*What you have to do*. Revise the entries below by changing "instance" to "object" wherever it appears, and keep everything else unchanged.

** start Data provided **

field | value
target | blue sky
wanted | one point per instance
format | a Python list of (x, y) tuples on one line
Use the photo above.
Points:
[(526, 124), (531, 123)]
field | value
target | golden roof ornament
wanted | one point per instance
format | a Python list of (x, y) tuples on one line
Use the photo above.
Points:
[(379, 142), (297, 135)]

** end Data provided **

*Response to this exercise*.
field | value
target | blue sky
wanted | one point per object
format | a Python list of (x, y) tuples on one line
Use the photo above.
Points:
[(526, 124), (531, 123)]
field | value
target | golden roof ornament
wanted | one point per object
format | a Python list of (x, y) tuples on one line
Use the photo above.
Points:
[(379, 142), (297, 135)]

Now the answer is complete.